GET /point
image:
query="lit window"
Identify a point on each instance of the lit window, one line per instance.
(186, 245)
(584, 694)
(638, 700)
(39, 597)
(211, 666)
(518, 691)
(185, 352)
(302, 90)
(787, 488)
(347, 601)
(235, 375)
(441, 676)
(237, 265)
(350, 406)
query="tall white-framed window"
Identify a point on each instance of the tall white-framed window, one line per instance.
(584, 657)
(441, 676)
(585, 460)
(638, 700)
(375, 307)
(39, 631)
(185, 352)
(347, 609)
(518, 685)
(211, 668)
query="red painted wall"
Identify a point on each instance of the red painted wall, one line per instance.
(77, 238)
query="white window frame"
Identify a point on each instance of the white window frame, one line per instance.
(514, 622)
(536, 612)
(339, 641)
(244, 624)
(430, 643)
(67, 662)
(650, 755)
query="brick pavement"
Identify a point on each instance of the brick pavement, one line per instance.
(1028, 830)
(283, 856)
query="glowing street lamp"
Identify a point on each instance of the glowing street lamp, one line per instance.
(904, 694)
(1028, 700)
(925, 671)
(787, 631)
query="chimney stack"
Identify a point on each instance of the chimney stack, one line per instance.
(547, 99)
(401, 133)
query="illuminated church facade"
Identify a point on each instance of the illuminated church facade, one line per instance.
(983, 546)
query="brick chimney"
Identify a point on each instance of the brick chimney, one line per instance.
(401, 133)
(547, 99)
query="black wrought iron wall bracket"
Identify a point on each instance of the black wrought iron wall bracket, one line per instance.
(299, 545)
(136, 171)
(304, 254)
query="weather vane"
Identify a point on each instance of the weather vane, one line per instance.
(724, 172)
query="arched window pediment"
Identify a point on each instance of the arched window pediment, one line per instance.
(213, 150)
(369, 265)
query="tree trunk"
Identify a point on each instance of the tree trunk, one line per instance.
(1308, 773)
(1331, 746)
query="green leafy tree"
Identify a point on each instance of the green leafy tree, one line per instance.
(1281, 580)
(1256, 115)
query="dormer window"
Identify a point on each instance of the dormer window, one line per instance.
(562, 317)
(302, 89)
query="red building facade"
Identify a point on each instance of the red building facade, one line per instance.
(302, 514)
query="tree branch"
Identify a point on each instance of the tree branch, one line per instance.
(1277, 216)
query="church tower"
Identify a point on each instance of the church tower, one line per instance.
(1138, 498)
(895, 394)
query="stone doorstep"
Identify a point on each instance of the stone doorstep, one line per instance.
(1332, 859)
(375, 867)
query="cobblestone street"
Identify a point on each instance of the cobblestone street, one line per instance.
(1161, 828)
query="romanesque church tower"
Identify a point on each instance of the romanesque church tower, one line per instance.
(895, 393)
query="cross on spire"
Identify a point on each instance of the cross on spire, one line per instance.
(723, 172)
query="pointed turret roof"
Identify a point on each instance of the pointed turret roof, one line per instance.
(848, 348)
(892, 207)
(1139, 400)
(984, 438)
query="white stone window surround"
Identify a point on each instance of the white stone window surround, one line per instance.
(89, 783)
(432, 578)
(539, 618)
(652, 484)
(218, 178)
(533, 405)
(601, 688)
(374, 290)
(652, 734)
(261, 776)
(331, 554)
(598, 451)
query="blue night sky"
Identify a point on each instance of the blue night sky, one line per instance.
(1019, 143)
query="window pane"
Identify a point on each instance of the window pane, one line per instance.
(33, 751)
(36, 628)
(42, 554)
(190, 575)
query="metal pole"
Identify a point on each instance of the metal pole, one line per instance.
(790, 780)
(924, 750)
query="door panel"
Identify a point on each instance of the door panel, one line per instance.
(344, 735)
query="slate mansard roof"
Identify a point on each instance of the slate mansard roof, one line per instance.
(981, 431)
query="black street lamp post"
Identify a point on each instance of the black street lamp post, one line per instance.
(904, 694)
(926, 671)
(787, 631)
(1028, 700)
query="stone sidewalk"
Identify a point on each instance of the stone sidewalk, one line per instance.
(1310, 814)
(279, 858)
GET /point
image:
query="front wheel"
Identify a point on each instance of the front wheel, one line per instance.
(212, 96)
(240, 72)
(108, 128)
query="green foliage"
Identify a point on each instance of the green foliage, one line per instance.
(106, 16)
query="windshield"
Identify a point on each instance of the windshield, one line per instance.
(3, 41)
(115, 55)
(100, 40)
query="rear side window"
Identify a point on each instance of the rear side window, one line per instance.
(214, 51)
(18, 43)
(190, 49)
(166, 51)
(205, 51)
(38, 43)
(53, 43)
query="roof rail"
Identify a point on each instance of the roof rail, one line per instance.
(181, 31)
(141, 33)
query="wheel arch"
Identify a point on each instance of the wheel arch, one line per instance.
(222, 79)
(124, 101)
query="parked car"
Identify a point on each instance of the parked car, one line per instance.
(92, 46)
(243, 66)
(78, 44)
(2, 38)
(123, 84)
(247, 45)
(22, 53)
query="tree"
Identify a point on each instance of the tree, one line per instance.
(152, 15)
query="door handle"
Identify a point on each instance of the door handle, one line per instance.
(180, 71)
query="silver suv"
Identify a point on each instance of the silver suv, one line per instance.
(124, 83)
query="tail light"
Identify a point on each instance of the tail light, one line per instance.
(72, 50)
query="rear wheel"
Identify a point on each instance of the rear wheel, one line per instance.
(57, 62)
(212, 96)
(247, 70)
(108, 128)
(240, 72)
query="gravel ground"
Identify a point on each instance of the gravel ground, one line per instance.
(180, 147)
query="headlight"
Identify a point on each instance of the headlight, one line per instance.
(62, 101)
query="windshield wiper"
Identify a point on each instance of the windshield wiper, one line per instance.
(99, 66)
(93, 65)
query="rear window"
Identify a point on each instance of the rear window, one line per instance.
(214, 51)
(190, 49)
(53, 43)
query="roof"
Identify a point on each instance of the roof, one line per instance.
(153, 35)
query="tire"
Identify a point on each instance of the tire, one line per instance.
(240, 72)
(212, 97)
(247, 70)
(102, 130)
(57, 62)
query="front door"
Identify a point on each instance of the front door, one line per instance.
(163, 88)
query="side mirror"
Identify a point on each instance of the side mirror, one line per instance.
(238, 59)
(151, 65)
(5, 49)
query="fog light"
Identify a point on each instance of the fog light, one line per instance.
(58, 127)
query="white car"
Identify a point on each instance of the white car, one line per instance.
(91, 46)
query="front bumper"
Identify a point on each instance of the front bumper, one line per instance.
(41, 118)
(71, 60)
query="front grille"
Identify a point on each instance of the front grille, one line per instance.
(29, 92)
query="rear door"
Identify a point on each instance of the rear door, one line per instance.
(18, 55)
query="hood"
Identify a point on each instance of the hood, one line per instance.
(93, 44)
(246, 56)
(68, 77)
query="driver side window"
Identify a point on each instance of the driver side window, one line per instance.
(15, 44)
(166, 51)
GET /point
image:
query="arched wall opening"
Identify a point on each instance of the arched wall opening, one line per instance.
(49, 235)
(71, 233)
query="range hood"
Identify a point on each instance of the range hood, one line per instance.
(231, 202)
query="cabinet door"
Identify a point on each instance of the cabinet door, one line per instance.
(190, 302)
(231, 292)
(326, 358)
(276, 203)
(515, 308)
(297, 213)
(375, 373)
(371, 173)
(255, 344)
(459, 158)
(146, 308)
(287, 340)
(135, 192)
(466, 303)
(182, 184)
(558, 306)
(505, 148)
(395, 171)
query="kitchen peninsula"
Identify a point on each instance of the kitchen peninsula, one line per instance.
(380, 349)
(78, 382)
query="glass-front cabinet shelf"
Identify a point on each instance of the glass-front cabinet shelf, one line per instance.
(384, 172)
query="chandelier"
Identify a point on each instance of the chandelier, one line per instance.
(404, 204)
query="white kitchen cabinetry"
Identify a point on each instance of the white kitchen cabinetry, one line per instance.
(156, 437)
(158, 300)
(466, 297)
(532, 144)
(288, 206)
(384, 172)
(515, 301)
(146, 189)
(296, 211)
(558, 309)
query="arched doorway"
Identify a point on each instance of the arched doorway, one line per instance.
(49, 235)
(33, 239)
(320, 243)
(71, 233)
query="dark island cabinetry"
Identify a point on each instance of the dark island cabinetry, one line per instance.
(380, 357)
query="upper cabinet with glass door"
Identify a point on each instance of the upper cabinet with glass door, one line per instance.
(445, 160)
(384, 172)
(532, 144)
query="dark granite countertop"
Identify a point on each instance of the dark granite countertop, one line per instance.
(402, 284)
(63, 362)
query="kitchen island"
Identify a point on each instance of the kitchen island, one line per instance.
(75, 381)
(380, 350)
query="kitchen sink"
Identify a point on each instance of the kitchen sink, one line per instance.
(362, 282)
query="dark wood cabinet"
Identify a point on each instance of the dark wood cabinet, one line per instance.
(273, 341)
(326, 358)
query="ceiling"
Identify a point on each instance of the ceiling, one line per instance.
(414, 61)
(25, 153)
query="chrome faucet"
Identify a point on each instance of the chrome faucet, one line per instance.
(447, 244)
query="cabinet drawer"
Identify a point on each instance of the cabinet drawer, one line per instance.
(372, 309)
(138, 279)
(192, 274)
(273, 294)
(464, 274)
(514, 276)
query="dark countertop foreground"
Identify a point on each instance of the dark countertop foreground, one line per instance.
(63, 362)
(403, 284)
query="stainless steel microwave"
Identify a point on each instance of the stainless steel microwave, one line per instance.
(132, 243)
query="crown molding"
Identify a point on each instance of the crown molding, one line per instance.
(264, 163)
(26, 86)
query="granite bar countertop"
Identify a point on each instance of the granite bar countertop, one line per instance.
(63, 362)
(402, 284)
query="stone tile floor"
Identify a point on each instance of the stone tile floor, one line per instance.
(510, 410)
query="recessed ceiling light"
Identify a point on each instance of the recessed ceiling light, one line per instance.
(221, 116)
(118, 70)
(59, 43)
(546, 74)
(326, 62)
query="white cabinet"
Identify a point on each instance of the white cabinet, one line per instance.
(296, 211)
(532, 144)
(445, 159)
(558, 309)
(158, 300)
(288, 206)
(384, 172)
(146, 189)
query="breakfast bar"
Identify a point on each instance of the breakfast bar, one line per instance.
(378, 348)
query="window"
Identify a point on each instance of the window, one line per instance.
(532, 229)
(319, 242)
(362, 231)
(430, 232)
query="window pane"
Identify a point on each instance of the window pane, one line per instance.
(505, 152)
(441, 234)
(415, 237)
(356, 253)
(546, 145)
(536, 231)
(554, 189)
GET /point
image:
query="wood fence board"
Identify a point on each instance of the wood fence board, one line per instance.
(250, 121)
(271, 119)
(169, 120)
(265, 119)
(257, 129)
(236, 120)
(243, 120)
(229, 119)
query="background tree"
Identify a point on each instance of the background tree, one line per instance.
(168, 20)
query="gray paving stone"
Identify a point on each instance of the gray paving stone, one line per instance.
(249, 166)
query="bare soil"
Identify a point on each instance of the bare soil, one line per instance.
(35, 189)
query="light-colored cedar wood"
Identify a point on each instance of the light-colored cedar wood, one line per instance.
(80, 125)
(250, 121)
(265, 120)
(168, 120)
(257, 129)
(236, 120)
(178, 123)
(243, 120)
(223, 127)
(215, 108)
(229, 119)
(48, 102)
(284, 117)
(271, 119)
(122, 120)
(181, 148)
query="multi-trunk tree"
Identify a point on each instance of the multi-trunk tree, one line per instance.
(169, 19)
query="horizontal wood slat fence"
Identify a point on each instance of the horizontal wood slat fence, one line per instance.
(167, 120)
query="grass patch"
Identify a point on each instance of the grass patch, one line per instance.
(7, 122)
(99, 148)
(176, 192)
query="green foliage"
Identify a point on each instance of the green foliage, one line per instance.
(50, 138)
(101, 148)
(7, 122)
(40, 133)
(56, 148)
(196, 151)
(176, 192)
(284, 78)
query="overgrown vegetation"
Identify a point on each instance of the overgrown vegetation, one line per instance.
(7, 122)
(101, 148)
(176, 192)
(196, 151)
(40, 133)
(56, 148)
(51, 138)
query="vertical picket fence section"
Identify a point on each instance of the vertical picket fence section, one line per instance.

Written instruction:
How many lines in the material above contain the string "glass"? Case matters, and the reply should be the number alone.

Response below:
4